EXERCISE AIM =
Put the lines between the one holding "Annotation guideline. For every instance of the green" and the one holding "[(198, 453)]", inclusive, into a Markdown table with the columns No. and Text. Number each row and leave out any blank lines.

(Rows from a dataset)
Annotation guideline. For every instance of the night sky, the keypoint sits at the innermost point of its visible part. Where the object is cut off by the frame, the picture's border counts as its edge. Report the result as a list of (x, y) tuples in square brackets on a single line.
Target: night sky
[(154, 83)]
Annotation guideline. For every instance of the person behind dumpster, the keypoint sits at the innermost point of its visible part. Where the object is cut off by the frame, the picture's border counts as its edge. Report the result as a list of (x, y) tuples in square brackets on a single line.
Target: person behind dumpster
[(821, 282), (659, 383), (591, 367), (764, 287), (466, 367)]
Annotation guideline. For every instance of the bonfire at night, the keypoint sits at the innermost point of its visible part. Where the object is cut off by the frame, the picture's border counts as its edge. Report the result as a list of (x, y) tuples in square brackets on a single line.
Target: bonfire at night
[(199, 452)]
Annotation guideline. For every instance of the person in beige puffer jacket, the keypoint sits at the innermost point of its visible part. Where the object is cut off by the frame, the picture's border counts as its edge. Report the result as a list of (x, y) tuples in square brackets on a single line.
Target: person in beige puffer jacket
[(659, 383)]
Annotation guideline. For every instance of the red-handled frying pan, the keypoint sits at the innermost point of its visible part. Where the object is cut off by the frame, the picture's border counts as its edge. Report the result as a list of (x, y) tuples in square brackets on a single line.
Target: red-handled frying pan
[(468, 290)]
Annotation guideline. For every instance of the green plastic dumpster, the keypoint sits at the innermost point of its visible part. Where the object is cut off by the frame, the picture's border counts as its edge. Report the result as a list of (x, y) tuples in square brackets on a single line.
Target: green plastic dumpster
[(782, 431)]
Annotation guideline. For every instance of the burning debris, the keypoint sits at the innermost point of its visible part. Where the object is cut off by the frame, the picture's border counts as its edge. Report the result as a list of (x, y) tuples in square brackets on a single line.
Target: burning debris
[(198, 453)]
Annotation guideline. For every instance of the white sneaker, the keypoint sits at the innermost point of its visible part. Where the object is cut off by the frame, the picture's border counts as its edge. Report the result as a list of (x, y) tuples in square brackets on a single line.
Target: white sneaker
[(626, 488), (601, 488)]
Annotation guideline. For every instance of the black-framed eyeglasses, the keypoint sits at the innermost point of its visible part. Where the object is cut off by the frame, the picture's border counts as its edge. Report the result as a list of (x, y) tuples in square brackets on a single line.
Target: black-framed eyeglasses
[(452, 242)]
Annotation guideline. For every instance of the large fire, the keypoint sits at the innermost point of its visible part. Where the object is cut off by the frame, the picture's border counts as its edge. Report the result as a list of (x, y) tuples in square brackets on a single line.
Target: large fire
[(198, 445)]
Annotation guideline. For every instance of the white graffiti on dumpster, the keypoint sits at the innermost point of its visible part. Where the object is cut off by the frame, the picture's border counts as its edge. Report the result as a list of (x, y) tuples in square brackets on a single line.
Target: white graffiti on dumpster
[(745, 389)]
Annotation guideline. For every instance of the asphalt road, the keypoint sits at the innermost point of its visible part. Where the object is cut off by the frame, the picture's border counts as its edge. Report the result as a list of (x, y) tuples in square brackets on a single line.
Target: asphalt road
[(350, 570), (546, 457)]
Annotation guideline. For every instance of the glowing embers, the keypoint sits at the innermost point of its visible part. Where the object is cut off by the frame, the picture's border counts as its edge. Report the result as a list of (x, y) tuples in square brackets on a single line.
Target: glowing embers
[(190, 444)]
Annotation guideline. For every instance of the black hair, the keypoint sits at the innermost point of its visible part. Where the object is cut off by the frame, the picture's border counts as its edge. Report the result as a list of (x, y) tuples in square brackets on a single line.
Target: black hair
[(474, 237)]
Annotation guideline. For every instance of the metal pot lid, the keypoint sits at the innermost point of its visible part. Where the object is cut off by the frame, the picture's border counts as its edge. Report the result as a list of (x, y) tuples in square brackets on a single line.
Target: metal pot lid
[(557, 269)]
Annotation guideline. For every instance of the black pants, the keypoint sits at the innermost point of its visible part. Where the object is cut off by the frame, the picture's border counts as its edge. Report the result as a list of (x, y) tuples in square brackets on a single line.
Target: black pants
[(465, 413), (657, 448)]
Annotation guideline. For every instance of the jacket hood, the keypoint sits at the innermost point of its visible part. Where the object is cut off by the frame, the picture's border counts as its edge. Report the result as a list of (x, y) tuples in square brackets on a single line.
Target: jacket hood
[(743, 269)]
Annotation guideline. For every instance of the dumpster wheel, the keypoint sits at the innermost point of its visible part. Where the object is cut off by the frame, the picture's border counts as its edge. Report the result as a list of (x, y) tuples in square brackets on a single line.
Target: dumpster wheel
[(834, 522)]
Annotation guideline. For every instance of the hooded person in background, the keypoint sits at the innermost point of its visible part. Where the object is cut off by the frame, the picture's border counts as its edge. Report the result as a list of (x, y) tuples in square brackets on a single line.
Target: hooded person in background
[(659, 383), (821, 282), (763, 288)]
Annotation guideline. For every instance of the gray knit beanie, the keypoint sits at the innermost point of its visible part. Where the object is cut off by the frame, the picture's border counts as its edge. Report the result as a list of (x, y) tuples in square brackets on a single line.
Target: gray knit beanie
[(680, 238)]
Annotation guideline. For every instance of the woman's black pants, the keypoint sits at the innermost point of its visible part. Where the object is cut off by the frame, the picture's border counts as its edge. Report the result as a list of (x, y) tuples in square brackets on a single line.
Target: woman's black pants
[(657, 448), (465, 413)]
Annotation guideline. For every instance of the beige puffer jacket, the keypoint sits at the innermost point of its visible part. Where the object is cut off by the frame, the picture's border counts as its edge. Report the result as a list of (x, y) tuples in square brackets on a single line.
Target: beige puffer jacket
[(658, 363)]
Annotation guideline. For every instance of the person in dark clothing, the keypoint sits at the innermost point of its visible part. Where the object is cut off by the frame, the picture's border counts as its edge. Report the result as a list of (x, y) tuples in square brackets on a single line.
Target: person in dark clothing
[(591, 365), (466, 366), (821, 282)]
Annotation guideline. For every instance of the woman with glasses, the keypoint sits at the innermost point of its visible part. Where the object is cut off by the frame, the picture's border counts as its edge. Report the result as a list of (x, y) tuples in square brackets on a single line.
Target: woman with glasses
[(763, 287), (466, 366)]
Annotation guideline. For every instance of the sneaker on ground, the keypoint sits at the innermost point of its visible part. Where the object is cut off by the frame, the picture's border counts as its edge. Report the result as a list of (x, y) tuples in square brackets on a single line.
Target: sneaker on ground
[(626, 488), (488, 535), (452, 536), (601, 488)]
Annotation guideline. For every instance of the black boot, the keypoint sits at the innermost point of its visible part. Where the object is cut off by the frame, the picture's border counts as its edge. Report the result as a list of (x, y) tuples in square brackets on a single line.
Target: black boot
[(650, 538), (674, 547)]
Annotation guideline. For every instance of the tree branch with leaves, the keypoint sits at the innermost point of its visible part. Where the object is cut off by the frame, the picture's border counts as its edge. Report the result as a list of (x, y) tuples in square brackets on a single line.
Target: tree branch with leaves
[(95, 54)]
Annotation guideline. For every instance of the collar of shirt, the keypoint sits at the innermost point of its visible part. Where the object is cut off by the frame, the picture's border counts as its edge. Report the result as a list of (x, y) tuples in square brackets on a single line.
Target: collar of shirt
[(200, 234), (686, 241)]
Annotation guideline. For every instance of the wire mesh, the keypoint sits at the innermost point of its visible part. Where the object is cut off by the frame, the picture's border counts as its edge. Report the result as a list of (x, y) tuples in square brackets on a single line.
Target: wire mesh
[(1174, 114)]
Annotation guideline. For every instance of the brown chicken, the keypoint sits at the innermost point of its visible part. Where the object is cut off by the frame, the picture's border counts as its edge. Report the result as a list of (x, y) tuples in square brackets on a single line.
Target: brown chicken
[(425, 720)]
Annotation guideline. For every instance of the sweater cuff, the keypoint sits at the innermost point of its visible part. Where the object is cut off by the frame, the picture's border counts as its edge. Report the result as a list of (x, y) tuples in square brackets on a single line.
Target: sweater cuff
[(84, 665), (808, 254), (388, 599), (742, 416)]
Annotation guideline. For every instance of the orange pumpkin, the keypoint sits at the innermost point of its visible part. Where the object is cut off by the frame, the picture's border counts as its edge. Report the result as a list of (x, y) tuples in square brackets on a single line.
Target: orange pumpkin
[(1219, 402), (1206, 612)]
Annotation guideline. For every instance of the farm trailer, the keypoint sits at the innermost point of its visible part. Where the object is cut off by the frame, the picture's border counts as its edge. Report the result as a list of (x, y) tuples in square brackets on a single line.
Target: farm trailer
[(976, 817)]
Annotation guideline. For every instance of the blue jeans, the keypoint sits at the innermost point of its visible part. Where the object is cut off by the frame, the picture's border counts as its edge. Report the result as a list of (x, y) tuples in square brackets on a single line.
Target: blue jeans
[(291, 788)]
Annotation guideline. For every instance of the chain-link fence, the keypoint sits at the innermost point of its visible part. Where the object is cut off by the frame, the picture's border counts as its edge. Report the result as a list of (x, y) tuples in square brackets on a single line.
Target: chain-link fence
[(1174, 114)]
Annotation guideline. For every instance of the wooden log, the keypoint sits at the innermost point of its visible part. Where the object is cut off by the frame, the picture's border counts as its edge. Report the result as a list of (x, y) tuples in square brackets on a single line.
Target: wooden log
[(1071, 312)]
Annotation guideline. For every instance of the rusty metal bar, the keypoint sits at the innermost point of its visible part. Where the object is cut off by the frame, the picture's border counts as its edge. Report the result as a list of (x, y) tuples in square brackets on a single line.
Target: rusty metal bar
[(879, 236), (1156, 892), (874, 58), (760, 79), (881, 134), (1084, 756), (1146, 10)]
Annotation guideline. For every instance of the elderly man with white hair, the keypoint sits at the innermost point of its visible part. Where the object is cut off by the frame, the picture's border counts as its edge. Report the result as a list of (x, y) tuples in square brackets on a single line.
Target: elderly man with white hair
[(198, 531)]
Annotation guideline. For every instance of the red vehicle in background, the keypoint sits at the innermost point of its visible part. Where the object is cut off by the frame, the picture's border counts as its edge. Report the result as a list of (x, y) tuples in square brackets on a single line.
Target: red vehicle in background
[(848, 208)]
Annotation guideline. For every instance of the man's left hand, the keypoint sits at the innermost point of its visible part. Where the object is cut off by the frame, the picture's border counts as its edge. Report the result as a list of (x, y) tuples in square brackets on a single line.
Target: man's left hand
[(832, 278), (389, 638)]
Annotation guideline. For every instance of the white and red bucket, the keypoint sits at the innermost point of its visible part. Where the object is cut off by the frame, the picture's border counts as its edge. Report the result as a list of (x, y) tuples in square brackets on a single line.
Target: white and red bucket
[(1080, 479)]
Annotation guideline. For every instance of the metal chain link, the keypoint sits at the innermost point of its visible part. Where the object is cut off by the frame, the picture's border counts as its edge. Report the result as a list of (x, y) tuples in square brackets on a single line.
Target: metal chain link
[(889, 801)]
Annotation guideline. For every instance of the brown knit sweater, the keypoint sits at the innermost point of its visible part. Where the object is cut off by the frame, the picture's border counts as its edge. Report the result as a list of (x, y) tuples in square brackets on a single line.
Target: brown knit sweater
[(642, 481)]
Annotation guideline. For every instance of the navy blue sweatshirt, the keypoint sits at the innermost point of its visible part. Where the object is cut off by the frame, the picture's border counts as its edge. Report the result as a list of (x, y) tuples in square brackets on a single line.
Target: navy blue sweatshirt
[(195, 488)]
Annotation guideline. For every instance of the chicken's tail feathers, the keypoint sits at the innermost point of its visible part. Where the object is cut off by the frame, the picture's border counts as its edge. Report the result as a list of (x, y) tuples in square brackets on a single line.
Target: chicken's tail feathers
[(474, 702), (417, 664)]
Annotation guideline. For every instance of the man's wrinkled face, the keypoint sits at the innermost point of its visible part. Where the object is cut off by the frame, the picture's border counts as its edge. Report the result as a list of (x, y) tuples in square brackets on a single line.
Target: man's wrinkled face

ANSWER IN FULL =
| No. | Text |
|---|---|
| 1 | Annotation guideline. For every instance of the green plastic dumpster, the keypoint sits at the innermost point of its visible part. Where the object is cut off by the frame, the picture's border counts as its edge. Report the result as a list of (x, y) tuples in square brackets on a single line. |
| 2 | Target: green plastic dumpster |
| 3 | [(782, 431)] |
| 4 | Annotation guideline. For every instance of the burning debris, the keypoint sits at the innermost point of its visible part. Where the object is cut off by the frame, the picture's border counts as its edge. Report the result as a list of (x, y) tuples in square brackets on a single line. |
| 5 | Target: burning debris |
| 6 | [(198, 453)] |